**Document passage:**
----------
Ew, ew, ew. That was my response to nearly everything. But there was a reason I was so picky. There's only ONE reason for a picky eater: they refuse to try anything new. They claim to "not like" certain foods, but I bet if you ask them if they've ever tried what they're claiming to "not like," I bet 99% of the time they haven’t. Ultimately, they shut themselves off from an incredible food society. I mean, I understand that we all go through a time in our lives - as children - that certain foods gross us out, but the reality is, if we never try new foods, we will never recover from the picky eater stage. I recovered. Thank goodness.

I have a low tolerance for picky eaters and I don’t feel bad about it because I used to be one. If you’ve tried it and you don’t like it, then “ewwwww” away! I realize as humans there will always be one or two or several foods all of our taste buds just don’t comprehend. Mine is blue cheese. I don’t care how much someone tells me I will love blue cheese one day, I know deep down inside of my soul it will never happen. However, if you say ew to something and I ask you if you’ve ever tried it and you say no, I have nothing for you.
----------
Dataset rows showing where objects appear:
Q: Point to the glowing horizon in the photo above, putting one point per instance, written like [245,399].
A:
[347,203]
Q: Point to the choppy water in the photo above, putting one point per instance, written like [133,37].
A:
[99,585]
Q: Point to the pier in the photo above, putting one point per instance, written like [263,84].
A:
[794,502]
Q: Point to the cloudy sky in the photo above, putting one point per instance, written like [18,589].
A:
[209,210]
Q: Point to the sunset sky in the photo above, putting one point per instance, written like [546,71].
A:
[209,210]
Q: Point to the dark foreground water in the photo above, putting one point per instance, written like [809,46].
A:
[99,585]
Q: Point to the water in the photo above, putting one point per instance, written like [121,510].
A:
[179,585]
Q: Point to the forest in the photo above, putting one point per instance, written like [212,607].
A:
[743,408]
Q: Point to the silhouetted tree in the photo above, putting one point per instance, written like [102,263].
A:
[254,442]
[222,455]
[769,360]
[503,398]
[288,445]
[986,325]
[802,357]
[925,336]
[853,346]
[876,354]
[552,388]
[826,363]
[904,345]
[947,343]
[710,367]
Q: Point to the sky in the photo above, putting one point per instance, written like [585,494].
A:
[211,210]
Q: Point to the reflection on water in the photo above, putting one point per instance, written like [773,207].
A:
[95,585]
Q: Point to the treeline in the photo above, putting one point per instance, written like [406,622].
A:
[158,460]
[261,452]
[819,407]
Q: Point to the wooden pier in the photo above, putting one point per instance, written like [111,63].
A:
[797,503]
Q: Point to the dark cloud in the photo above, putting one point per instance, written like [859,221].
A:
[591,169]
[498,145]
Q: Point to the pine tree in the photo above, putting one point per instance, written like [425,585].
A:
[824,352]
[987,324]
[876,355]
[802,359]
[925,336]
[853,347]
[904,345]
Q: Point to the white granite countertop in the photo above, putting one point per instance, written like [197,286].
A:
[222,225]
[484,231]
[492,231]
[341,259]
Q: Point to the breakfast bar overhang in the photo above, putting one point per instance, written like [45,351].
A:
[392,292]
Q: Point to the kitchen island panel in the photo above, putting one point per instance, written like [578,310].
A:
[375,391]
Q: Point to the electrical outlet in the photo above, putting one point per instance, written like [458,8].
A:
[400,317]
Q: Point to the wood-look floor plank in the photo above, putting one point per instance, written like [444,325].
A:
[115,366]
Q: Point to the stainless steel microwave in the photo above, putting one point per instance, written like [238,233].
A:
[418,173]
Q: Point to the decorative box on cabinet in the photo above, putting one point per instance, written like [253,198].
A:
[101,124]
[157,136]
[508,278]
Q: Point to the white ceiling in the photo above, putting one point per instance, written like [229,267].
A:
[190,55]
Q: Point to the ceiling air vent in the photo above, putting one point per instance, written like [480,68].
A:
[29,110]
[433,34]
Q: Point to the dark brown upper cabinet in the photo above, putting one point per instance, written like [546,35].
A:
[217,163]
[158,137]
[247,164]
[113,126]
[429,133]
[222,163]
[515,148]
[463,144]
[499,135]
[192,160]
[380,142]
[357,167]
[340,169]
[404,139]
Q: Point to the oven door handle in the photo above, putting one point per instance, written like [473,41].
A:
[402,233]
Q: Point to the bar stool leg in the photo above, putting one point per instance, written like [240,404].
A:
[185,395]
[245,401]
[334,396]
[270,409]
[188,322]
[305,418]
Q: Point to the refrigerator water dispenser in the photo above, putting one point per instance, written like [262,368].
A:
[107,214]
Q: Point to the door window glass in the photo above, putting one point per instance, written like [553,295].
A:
----------
**Things to do:**
1. In the passage on picky eating, which food does the writer say they will never like?
2. Swap "blue cheese" for "olives" in the passage on picky eating, and write out the part that begins at the words "I have a low" and stops after "nothing for you.".
3. Please continue the passage on picky eating from its final sentence.
The entries have nothing to do with this.

**Answers below:**
1. Blue cheese.

2.
I have a low tolerance for picky eaters and I don’t feel bad about it because I used to be one. If you’ve tried it and you don’t like it, then “ewwwww” away! I realize as humans there will always be one or two or several foods all of our taste buds just don’t comprehend. Mine is olives. I don’t care how much someone tells me I will love olives one day, I know deep down inside of my soul it will never happen. However, if you say ew to something and I ask you if you’ve ever tried it and you say no, I have nothing for you.

3.
The purpose of the cooktale and how it even relates to this recipe is that seven years ago, I would’ve turned my nose up to just about every ingredient in this dish, but thanks to my husband, I will now eat anything (except blue cheese). He, the non-picky eater that he is, encouraged me to try new foods and brought me to some of my very favorites that I never in a million years thought I would like. I’m talking escargot, bone marrow, duck liver, sweet breads… I mean, let’s get real, if a set of eye balls are on a platter, presented beautifully and someone tells me they’re delicious, I will at least try them. Trying these new, adventurous foods led me to discover my inner chef. I truly thank my sweet husband for helping me discover my love of food. In my opinion, he is responsible for every recipe I have ever created. He’s the reason I spend hours in the kitchen with a smile on my face because I can’t think of a happier place to be, and he’s the reason this blog even exists.

Grocery List:

Halibut:

  • 1 small mango – cut into small cubes

  • 1 small avocado – cut into small cubes

  • 1 small jalapeno – seeded and chopped

  • 1 green onion – chopped (white and green parts)

  • 2 tbsp cilantro – chopped

  • 1 lemon – zested and juiced

  • Kosher salt

  • Pepper

  • 4 Halibut filets

  • 2 tbsp olive oil

Brussels:

  • 1 tbsp good quality, fruity olive oil

  • 1 lb of brussel sprouts - sliced very thin

  • Kosher salt

  • Pepper

  • 1 tsp of pink peppercorns – crushed (if you don’t have these, you can omit)

  • ½ lemon – juiced

  • 1 tbsp red wine vinegar

  • 1 tsp agave nectar

Directions:

1. Make the salsa by adding all the chopped ingredients to a bowl. Then add the lemon zest, juice, 1 tsp salt, and 1/2 tsp pepper. Stir and set aside.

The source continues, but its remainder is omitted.